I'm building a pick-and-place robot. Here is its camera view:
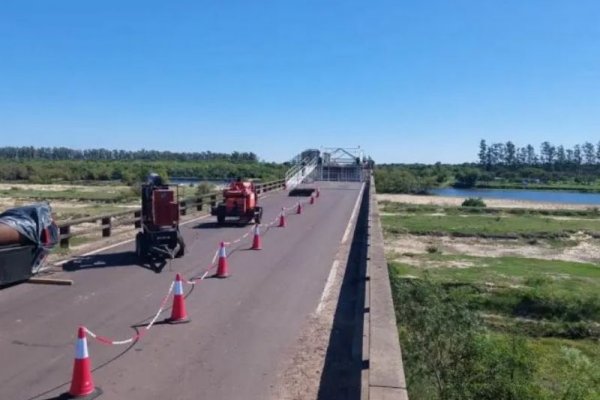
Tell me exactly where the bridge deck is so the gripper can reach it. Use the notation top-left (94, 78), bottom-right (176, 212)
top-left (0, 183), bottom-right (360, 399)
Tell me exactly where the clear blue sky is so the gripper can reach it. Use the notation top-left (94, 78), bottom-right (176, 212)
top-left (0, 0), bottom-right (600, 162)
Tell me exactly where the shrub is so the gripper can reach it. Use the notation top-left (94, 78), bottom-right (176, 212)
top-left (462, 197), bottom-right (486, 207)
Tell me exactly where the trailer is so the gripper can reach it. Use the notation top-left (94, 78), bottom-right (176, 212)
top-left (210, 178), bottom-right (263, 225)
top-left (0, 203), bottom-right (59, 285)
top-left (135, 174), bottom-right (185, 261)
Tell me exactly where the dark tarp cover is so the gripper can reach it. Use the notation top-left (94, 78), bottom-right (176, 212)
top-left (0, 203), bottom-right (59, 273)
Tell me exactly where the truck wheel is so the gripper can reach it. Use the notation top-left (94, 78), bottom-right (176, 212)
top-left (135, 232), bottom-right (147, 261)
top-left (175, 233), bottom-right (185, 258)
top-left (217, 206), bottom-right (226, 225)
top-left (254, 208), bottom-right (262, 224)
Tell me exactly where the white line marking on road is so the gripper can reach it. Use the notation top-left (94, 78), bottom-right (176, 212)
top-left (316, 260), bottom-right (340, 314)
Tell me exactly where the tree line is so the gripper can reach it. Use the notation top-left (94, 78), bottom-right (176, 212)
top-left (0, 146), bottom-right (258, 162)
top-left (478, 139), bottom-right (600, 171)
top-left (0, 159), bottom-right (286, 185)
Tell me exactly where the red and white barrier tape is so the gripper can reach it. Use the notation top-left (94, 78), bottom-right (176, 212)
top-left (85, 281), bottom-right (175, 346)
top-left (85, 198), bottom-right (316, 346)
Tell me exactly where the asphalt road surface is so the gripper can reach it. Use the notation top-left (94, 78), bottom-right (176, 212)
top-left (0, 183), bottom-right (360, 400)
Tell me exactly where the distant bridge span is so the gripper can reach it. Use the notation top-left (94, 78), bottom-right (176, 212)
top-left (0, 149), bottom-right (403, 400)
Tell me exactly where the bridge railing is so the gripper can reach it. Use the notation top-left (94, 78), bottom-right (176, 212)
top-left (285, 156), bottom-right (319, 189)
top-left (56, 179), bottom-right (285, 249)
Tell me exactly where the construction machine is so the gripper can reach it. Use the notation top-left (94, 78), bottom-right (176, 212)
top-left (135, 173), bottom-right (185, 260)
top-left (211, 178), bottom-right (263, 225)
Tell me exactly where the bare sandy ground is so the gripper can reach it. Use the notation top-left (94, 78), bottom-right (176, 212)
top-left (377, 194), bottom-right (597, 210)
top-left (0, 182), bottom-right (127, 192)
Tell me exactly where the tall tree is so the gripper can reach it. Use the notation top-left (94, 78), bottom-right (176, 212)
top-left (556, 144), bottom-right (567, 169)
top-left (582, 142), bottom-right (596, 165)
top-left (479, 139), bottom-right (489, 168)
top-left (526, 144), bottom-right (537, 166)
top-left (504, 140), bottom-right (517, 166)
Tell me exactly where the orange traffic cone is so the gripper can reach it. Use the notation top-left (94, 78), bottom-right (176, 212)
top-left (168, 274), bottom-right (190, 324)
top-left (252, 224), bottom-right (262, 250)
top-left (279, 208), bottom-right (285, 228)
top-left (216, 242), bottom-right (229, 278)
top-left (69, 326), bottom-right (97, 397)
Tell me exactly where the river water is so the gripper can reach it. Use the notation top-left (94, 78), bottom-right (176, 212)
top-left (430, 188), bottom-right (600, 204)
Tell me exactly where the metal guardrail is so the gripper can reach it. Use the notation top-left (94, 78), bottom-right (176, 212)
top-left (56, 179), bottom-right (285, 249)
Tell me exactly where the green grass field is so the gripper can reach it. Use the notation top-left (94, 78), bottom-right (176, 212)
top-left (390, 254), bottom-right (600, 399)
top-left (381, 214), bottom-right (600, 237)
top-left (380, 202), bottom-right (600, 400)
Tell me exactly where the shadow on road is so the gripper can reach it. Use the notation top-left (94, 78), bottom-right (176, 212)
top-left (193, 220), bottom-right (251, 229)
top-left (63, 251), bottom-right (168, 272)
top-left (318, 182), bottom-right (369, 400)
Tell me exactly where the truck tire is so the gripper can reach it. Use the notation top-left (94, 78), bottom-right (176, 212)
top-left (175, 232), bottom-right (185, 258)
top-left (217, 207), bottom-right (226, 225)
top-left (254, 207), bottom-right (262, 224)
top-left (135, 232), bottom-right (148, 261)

- Requirement
Rewrite all the material above with "gripper" swapped for "robot arm" and everything else left as it is. Leave the pictures out.

- Result of the exercise
I'm building a pick-and-place robot. Here is its camera view:
Tell me exactly where the bridge deck is so the robot arm can reach it. Use the notation top-left (94, 78), bottom-right (176, 212)
top-left (0, 183), bottom-right (360, 399)
Tell me exactly where the clear blue sky is so the robot arm can reach it. Use the notation top-left (94, 78), bottom-right (176, 212)
top-left (0, 0), bottom-right (600, 162)
Tell me exactly where the shrub is so the robot arm can reach it. Use the notation top-left (94, 78), bottom-right (176, 212)
top-left (462, 197), bottom-right (486, 207)
Tell me exactly where the trailer is so the robot arm can reach it. Use the notation top-left (94, 78), bottom-right (176, 212)
top-left (210, 178), bottom-right (263, 225)
top-left (0, 203), bottom-right (59, 285)
top-left (135, 174), bottom-right (185, 261)
Tell me exactly where the dark tarp cover is so the robot arm can reach it. Use the notation top-left (94, 78), bottom-right (176, 212)
top-left (0, 203), bottom-right (59, 273)
Tell me exactly where the truck wheel is so the robot arm can reach it. Use the notation top-left (94, 78), bottom-right (176, 212)
top-left (135, 232), bottom-right (147, 261)
top-left (175, 233), bottom-right (185, 258)
top-left (217, 206), bottom-right (226, 225)
top-left (254, 208), bottom-right (262, 224)
Tell me exactly where the white line marking on road is so the robot arm can reach it. Use the notation top-left (94, 78), bottom-right (176, 212)
top-left (316, 260), bottom-right (340, 314)
Tell me exactly where the tree line is so the robot arm can reach it. Use the notation top-left (94, 78), bottom-right (176, 212)
top-left (0, 146), bottom-right (258, 162)
top-left (478, 139), bottom-right (600, 171)
top-left (0, 159), bottom-right (286, 185)
Tell me exactly where the red and white barrier tape is so the robot arm can reach it. Use the notation top-left (94, 78), bottom-right (176, 212)
top-left (85, 281), bottom-right (175, 346)
top-left (85, 198), bottom-right (316, 346)
Tell me exactly where the asphalt road surface is so the robot arm can reach it. Use the notation top-left (94, 78), bottom-right (176, 212)
top-left (0, 183), bottom-right (360, 400)
Tell me exactly where the distant bridge span is so the robot arm can reach it. Use the notation top-left (94, 78), bottom-right (176, 212)
top-left (0, 149), bottom-right (403, 400)
Tell me exactly where the bridge railing is so the robot arm can reach it. Use the notation top-left (94, 78), bottom-right (176, 212)
top-left (285, 156), bottom-right (319, 189)
top-left (56, 179), bottom-right (285, 249)
Tell me exactly where the construction machine is so the robot arm can reach it. Use the notation top-left (94, 78), bottom-right (176, 212)
top-left (135, 173), bottom-right (185, 260)
top-left (211, 178), bottom-right (263, 225)
Tell me exactly where the bare sandy ground is so the robot arm can reach it. Use the notation top-left (94, 78), bottom-right (176, 212)
top-left (377, 194), bottom-right (597, 210)
top-left (0, 182), bottom-right (127, 192)
Tell me exactly where the tall tree is so the robot arm can reach it. Use the notation top-left (94, 78), bottom-right (176, 212)
top-left (556, 144), bottom-right (567, 169)
top-left (582, 142), bottom-right (596, 165)
top-left (479, 139), bottom-right (489, 168)
top-left (526, 144), bottom-right (537, 166)
top-left (504, 140), bottom-right (517, 166)
Tell me exactly where the orange traffic cone is so the robot arm can reach it. Use the notation top-left (94, 78), bottom-right (176, 212)
top-left (168, 274), bottom-right (190, 324)
top-left (252, 224), bottom-right (262, 250)
top-left (279, 208), bottom-right (285, 228)
top-left (216, 242), bottom-right (229, 278)
top-left (69, 326), bottom-right (97, 397)
Tell me exactly where the river water is so the robot arm can reach it. Use the notation top-left (94, 78), bottom-right (176, 212)
top-left (430, 188), bottom-right (600, 204)
Tell me exactly where the metal guardrail is so the robot arm can reach it. Use the notation top-left (94, 78), bottom-right (176, 212)
top-left (56, 179), bottom-right (285, 249)
Tell me exactly where the green grass field is so the robot arm can reach it. Use the notation top-left (94, 78), bottom-right (176, 212)
top-left (390, 254), bottom-right (600, 399)
top-left (381, 214), bottom-right (600, 237)
top-left (380, 202), bottom-right (600, 400)
Tell me exactly where the shadow on road is so the robot arm can reach it. Use the notation top-left (94, 78), bottom-right (176, 212)
top-left (193, 220), bottom-right (251, 229)
top-left (63, 251), bottom-right (168, 272)
top-left (318, 182), bottom-right (369, 400)
Tell me exactly where the truck tire is so the robot arm can reach it. Use the notation top-left (94, 78), bottom-right (176, 212)
top-left (175, 232), bottom-right (185, 258)
top-left (217, 207), bottom-right (226, 225)
top-left (254, 207), bottom-right (262, 224)
top-left (135, 232), bottom-right (148, 261)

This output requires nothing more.